Pull out each line in the rows below that contains the word "plastic", and copy every such line in full.

SUPPLIED RECORDS:
= = = = = = =
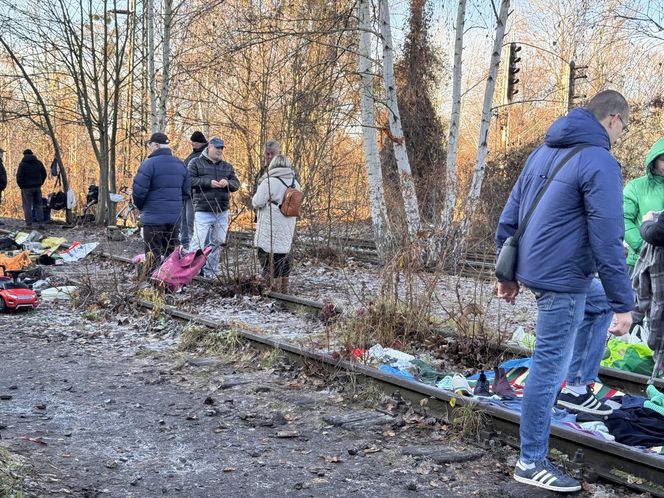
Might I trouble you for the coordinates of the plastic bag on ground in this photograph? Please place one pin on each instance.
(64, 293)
= = = = = = =
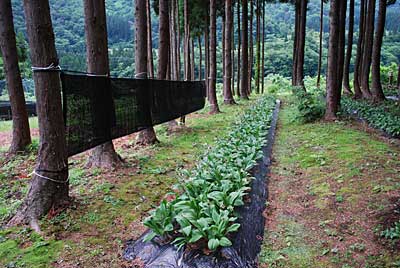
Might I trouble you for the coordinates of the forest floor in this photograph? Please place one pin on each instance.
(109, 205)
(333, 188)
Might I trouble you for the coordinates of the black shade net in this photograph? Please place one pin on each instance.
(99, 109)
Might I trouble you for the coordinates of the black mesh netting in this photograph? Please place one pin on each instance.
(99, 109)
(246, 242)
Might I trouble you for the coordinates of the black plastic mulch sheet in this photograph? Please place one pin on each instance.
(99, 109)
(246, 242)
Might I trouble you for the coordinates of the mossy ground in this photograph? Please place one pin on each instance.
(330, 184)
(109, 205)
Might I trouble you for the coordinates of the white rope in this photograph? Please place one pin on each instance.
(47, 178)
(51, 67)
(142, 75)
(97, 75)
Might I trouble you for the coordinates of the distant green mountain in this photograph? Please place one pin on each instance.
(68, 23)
= = = = = = =
WRITTEN ANSWER:
Might I trouble you for the coordinates of the plastic bag on ground in this photograph? Please place one pin on each instance.
Might I trouble you for the coordinates of the black plastic mulch sheet in this photograph? Please place one pin on each instance.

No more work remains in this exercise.